**练习:**
将下面的全部条目逐字照录输出，答案中不要包含图片。
::: 所给条目
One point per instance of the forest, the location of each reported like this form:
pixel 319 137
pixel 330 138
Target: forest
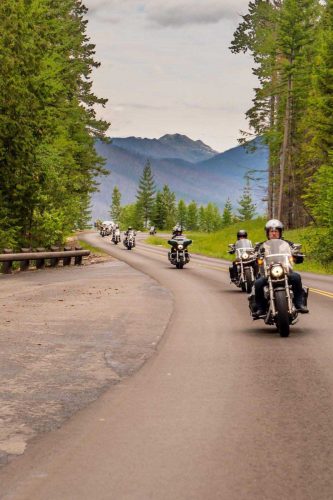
pixel 48 124
pixel 291 43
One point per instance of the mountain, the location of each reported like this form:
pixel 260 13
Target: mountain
pixel 169 146
pixel 193 170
::::::
**回答:**
One point per instance of the forest, the location of each reported like this form:
pixel 319 137
pixel 330 138
Target: forest
pixel 48 124
pixel 291 43
One point per instance of the mountain, the location of each reported like this form:
pixel 260 13
Target: mountain
pixel 169 146
pixel 193 170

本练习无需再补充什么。